## EXERCISE DIRECTIONS
Return the records below exactly, leaving nothing out.

## RECORDS FOR PROCESSING
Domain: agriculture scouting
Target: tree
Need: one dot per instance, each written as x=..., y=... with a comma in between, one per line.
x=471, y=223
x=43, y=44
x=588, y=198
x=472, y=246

## SOLUTION
Domain: agriculture scouting
Target: tree
Need: one dot per instance, each written as x=..., y=... with a comma in between, one per line.
x=471, y=223
x=43, y=44
x=588, y=198
x=472, y=246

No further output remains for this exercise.